### [Extract to read]
Matthew Mitnick is running for Seattle City Council District 4. (Photo courtesy of the campaign)

Tired of “wishy-washy” Seattle politics not getting things done, Mitnick’s youth-led campaign seeks to take on the political establishment.

When asked why he is running for a seat on the Seattle City Council, Matthew Mitnick, candidate in District 4, master’s student at the University of Washington Evans School of Public Policy, and co-chair of the Seattle Human Rights Commission, doesn’t mince words.

“The political establishment in Seattle, in my opinion, has catered to the interests of corporate businesses, wealthy landowners, and those who are in the political club, and not the actual people on the ground,” Mitnick said in an interview with The Urbanist.

During our interview, I had the opportunity learn more about Mitnick’s motivation for running for elected office, positions on important issues, and the youth-led coalition that is powering his campaign. Read on to learn more about a campaign that seeks to shake up Seattle. (This interview has been edited for clarity and brevity.)

What motivated you to run for City Council?

It was a long process, honestly. Deciding to run was a little bit scary. But really it came as a result of just so many people. My colleagues and I have been organizing for the past few years here in the U District, and we tried to implement an unarmed alternative emergency response team in the U District, modeled after Eugene, Oregon’s CAHOOTS and the CARES program in Madison, Wisconsin, and STAR in Denver.  

And we just hit road blocks because there was no political will to actually get anything done. We also tried to implement a community land trust at the excess Sound Transit parcels. There’s the state law that allows for excess land to go towards affordable housing development, and [land trusts] can actually obtain the land for free, but it didn’t move forward.

### [Given records]
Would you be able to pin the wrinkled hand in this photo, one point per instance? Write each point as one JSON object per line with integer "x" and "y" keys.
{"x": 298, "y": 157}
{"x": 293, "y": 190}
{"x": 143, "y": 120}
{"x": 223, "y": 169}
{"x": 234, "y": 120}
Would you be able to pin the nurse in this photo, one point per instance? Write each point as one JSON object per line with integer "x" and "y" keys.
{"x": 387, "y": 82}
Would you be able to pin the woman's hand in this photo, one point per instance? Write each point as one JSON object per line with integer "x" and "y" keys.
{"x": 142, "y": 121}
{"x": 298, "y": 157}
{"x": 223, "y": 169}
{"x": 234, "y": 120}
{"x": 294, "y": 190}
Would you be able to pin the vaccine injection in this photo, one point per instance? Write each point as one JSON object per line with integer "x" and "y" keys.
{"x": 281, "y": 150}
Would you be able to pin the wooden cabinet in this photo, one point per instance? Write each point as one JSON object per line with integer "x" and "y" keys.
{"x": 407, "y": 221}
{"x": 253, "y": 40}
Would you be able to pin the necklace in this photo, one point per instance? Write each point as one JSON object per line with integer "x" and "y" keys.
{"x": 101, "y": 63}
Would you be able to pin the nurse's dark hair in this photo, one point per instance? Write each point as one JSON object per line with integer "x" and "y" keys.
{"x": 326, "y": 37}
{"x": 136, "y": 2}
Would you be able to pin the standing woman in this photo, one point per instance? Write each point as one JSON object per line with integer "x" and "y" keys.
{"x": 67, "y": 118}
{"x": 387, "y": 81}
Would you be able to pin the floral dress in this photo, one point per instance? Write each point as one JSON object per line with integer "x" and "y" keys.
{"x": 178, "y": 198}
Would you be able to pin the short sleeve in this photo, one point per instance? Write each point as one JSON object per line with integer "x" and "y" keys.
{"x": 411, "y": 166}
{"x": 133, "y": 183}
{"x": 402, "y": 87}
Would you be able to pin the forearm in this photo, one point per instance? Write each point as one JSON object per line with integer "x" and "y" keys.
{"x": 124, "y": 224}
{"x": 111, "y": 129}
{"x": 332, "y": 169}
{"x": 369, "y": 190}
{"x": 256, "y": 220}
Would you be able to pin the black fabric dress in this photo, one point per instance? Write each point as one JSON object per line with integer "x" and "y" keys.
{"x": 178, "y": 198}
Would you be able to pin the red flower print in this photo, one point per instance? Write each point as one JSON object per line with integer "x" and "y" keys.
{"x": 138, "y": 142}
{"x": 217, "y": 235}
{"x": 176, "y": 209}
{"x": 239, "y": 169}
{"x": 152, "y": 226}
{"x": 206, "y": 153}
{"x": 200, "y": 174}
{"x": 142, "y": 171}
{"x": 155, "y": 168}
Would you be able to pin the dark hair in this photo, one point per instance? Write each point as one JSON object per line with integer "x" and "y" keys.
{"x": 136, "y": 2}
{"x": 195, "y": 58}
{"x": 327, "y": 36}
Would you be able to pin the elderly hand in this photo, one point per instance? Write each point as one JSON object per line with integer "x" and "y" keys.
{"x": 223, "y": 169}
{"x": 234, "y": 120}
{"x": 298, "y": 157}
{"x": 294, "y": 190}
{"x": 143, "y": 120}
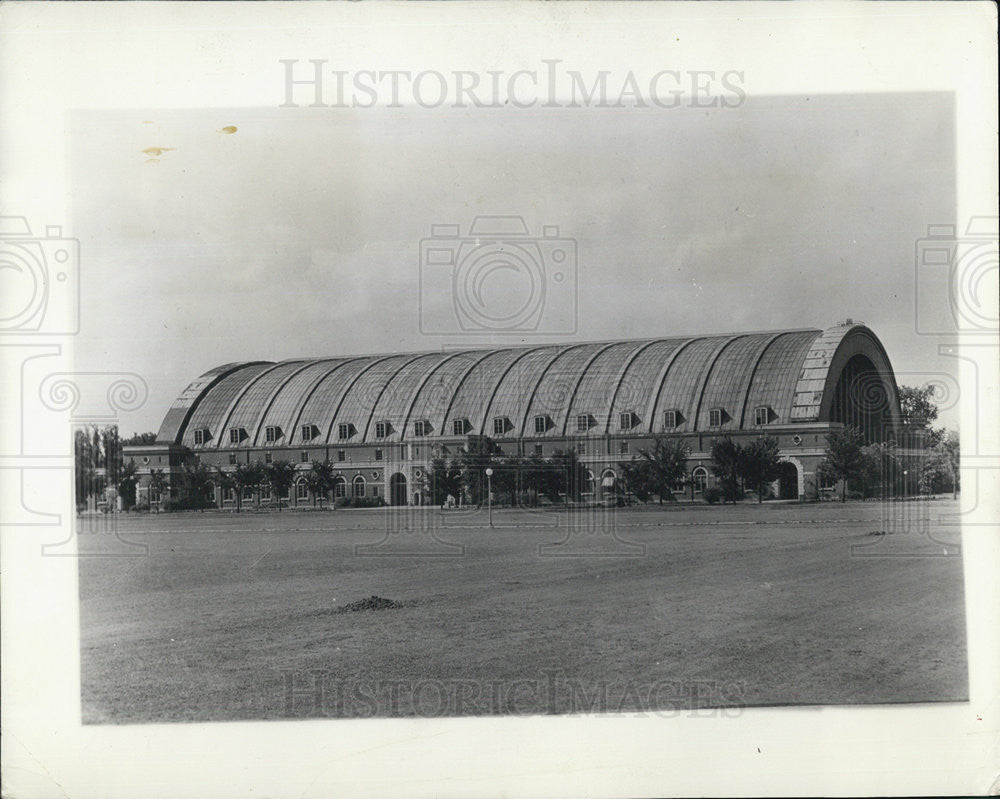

### [Challenge 1]
Can you give the passage from the Mitnick interview again, swapping "road blocks" for "obstacles"? Begin at the words that have "It was a long" and stop after "didn’t move forward.".
### [Challenge 2]
Carry on with the Mitnick interview from the point where it stops.

### [Response 1]
It was a long process, honestly. Deciding to run was a little bit scary. But really it came as a result of just so many people. My colleagues and I have been organizing for the past few years here in the U District, and we tried to implement an unarmed alternative emergency response team in the U District, modeled after Eugene, Oregon’s CAHOOTS and the CARES program in Madison, Wisconsin, and STAR in Denver.  

And we just hit obstacles because there was no political will to actually get anything done. We also tried to implement a community land trust at the excess Sound Transit parcels. There’s the state law that allows for excess land to go towards affordable housing development, and [land trusts] can actually obtain the land for free, but it didn’t move forward.

### [Response 2]
All those projects were going on while at the same time, me being a renter and a worker and feeling like the city has not supported us in terms of policy, just a wide variety of factors. And lot of youth and students were thinking it would be really cool to run for one of the city council seats, put together a campaign. A lot of those young people asked me if I’d be willing to run, and I said, hell yes.

What do you want readers of The Urbanist to know about your campaign platform? 

Our platform is under four pillars: rent control, Green New Deal, workers’ rights to unionize, and community control over policing. And I’m happy to get more in depth in terms of the policy, but I’d say what stands out most with what we’re trying to push for and what we’re telling voters is that we are not controlled by corporate interest. We’re not controlled by a political establishment. We are here to enact policy for the people on the ground.

Can you talk a little bit more about being part of a movement? 

This campaign is a youth movement. We are a coalition of college students, high school students, young people, renters, and workers. We also have a lot of advisors who’ve lived in District 4 for 30 plus years. That’s something that I’ve really thought has been understated. It’s been cool to learn from people who’ve have been in this fight and are able to give their perspective, but us, as young people, we are acting with a sense of urgency.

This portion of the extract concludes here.